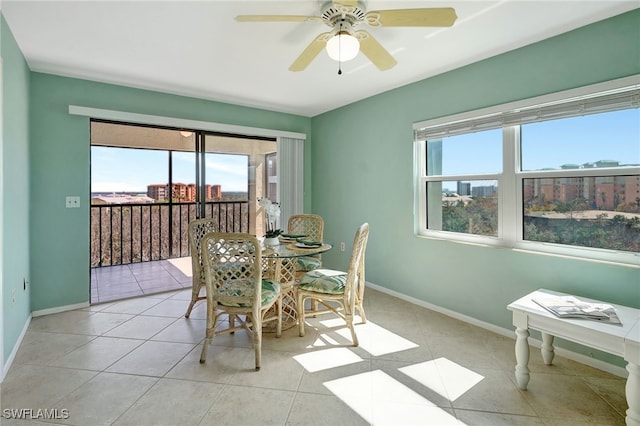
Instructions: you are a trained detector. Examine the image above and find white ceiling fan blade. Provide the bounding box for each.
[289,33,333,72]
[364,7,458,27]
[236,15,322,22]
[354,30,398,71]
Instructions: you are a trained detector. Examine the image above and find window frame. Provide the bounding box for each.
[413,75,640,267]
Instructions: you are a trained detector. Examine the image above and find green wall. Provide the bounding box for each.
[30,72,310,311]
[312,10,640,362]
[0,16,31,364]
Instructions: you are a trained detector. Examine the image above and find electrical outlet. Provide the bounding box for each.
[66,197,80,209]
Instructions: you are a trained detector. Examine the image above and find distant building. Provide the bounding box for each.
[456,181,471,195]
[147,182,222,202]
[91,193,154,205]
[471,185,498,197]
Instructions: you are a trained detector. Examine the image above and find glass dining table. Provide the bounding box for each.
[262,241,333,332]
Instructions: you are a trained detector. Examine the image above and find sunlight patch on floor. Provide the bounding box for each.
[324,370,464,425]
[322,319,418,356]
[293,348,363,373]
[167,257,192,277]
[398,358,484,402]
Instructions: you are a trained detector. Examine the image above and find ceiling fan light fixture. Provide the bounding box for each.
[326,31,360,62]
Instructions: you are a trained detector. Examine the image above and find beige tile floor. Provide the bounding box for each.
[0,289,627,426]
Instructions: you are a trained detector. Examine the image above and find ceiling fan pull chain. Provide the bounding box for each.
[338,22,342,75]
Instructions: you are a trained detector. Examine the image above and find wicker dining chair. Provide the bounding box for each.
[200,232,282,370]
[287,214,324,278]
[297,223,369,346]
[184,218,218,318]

EXERCISE:
Rewrite the records from the line containing "on floor. Provide the bounding box for each." through the end of the records, inclusive, with the requests left as they are. Shift every bounding box coordinate in the answers by -54.

WRITTEN SOLUTION:
Instructions: you are a trained detector. Examine the image above and find sunlight patch on floor. Provide the bounding box for each.
[270,316,410,371]
[268,265,364,302]
[239,294,309,319]
[113,203,138,223]
[344,304,430,348]
Instructions: you are a trained detector. Examine the image above and find ceiling fan light fixture. Provide the bounding box for each.
[272,-23,306,8]
Instructions: you are a trained detector. Examine the image above and find beige tile floor. Provide the bounding box for each.
[-54,235,573,372]
Instructions: you are a trained detector. Examine the image above and find ceiling fan pull chain. Provide the bounding box for each.
[284,-32,288,21]
Instructions: you are a trained detector. Examine the image above and find wicker dining chair. Provide the bounding box for each.
[146,178,228,316]
[233,160,270,224]
[243,169,315,292]
[130,164,164,264]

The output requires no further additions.